## Exercise instructions
Would you print all of the records below exactly, without skipping any?

## Excerpted records
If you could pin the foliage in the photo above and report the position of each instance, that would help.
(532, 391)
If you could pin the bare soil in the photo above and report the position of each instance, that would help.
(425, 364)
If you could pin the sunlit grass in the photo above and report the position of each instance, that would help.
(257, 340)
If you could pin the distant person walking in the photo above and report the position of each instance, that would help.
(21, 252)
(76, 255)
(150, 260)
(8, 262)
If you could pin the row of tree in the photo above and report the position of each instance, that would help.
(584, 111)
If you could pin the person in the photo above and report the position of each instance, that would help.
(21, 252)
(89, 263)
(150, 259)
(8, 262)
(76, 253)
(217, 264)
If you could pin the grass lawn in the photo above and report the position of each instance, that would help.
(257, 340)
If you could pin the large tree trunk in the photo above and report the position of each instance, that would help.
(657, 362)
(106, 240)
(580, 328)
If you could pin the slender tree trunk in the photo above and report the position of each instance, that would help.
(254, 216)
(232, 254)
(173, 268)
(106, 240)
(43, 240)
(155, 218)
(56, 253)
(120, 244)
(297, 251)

## Solution to the exercise
If you could pin the foliage in the photo above and report the position of each instance, that would help.
(532, 391)
If you could pin the bare soil in the photo above and report the position of each instance, that would help.
(425, 364)
If you could pin the sunlit grass in the photo above and report the position of each instance, that would help.
(257, 340)
If you could pin the distant person walking in the photo above and report the position of each instance, that would help.
(21, 252)
(76, 255)
(150, 260)
(8, 262)
If you could pin the row of tree in the photo above and report the position of each instance, that would help.
(584, 111)
If you could pin the person in the photo above and report the position of each instance, that would help.
(21, 252)
(89, 263)
(150, 259)
(8, 262)
(76, 253)
(217, 264)
If you could pin the grass lawn in the photo above and report the position of each instance, that would help.
(257, 340)
If you could pin the large tree trunk in the photo above and report the position of each instance, that would help.
(657, 362)
(106, 240)
(580, 328)
If you could pin the slender tree trunk in the photo above and report the position of each instance, that would help.
(254, 216)
(232, 254)
(173, 268)
(106, 240)
(43, 240)
(155, 218)
(56, 253)
(120, 244)
(297, 251)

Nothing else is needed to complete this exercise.